'''

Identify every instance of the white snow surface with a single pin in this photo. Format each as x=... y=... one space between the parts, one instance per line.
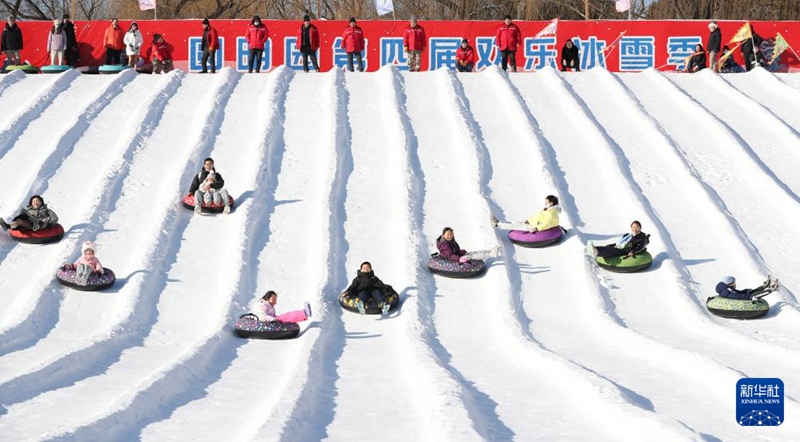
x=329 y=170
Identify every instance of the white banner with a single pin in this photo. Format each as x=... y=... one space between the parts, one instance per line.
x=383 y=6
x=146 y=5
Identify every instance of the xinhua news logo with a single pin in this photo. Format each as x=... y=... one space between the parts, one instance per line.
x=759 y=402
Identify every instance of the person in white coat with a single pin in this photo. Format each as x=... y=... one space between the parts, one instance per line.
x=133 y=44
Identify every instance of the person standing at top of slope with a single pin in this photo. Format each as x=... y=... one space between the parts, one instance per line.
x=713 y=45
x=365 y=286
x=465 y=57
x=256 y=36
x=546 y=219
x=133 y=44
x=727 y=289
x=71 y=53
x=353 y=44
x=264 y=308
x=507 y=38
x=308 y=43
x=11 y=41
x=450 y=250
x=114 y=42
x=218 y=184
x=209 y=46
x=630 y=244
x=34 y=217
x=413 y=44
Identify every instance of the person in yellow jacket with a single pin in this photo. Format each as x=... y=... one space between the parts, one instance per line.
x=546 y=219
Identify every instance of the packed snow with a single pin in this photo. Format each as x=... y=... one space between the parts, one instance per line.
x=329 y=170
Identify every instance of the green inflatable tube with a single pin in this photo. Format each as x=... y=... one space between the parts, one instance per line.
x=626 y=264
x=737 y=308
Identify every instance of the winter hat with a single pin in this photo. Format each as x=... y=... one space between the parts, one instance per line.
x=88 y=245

'''
'''

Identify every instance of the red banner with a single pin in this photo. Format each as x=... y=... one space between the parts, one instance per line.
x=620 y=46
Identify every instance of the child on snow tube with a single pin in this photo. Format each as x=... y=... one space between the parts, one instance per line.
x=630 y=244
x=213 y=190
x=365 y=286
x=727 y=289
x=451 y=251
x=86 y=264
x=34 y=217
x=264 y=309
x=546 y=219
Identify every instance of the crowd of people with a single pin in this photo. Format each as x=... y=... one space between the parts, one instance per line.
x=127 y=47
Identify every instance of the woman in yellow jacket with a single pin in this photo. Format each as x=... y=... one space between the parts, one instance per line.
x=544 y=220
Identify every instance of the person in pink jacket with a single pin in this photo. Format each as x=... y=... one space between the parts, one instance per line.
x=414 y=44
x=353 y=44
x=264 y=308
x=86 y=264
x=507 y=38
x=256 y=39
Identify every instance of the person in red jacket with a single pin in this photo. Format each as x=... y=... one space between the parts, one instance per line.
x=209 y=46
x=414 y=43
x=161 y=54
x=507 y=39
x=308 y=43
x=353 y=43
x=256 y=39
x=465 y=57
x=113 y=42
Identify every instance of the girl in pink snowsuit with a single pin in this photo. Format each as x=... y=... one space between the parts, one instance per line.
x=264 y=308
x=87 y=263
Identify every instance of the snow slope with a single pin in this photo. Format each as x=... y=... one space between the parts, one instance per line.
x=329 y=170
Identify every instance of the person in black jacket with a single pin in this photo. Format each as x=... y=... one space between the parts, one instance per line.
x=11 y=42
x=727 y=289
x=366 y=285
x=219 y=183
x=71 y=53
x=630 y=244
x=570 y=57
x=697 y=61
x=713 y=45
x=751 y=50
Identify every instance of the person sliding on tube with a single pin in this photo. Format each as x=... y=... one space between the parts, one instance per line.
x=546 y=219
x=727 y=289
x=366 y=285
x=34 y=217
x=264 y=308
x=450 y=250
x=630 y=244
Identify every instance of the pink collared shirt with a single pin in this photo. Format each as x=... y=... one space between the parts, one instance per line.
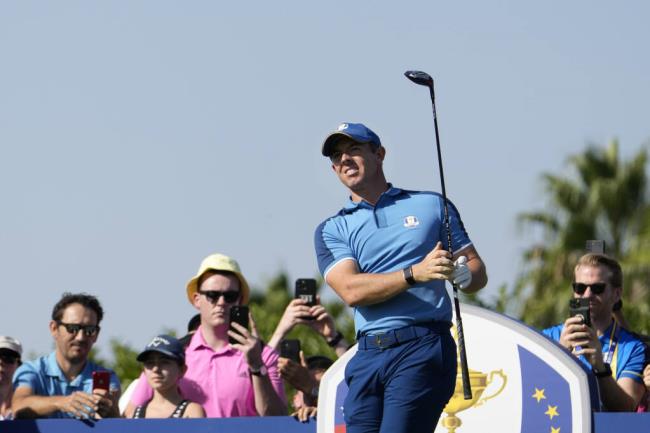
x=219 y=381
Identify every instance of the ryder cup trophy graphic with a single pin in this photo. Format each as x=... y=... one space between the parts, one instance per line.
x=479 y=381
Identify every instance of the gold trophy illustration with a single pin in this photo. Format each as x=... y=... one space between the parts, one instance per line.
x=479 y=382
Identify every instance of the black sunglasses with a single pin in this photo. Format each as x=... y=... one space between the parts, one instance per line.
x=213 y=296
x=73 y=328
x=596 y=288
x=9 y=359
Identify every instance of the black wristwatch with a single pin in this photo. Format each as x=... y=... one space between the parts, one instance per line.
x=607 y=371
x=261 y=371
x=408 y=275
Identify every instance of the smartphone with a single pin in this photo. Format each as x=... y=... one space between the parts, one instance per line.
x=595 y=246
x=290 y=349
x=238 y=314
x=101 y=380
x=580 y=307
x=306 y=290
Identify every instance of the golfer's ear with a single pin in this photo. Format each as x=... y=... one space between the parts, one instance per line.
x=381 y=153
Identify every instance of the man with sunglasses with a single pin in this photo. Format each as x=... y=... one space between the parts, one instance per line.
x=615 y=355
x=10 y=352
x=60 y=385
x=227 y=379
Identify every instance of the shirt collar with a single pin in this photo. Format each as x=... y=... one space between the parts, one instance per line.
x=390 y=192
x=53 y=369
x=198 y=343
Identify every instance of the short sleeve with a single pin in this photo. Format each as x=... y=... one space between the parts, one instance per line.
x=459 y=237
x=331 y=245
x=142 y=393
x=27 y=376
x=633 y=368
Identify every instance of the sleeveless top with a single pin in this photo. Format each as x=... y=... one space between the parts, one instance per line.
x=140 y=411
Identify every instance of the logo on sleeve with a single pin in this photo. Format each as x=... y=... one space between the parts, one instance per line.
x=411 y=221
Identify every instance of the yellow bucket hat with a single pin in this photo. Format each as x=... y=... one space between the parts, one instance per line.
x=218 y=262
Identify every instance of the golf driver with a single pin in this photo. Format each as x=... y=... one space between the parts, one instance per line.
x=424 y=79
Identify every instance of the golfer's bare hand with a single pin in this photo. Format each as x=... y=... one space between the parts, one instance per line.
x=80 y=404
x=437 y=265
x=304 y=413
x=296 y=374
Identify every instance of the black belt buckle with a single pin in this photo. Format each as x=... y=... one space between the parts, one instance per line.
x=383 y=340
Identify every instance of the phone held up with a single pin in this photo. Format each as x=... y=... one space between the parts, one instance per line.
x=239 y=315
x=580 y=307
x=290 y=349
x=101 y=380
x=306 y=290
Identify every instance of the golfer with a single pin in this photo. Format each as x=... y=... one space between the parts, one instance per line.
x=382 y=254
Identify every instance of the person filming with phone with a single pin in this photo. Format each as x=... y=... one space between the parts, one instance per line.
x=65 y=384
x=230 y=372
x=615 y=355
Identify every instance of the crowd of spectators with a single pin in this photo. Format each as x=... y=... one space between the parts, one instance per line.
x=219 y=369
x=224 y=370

'''

Please rewrite the stretch from the line containing "Identify every instance of the golfer's bare" through the line containing "x=224 y=370" as a Markdown table with the columns "Row" and "Line". Number each row and skip any blank lines.

- **WRITTEN ANSWER**:
| Row | Line |
|---|---|
| 1 | Identify every instance of the golfer's bare hand with a single pin in this photo. Format each as x=... y=... one space between the parts, one instance per line. |
| 2 | x=80 y=404 |
| 3 | x=437 y=265 |
| 4 | x=304 y=413 |
| 5 | x=296 y=374 |
| 6 | Identify every instance of the black belt buckle with a single pin in this photo. Format each as x=... y=... one space between the parts, one instance per line. |
| 7 | x=383 y=340 |
| 8 | Identify every instance of the phone held up with a single pin in this photo. Format each as x=... y=... one space between the parts, one instance per line. |
| 9 | x=239 y=315 |
| 10 | x=580 y=307 |
| 11 | x=290 y=349 |
| 12 | x=101 y=380 |
| 13 | x=306 y=290 |
| 14 | Identify every instance of the golfer with a single pin in this photo. Format each as x=... y=... one space between the parts, one instance per line. |
| 15 | x=382 y=254 |
| 16 | Identify every instance of the person filming with phone with a single pin in this photo. Format each as x=... y=... one space between the parts, one instance per line. |
| 17 | x=65 y=384 |
| 18 | x=230 y=372 |
| 19 | x=615 y=355 |
| 20 | Identify every instance of the crowd of spectators with a single pin in this photo. Format each as x=... y=... one space between the parts, one instance per line. |
| 21 | x=219 y=369 |
| 22 | x=224 y=370 |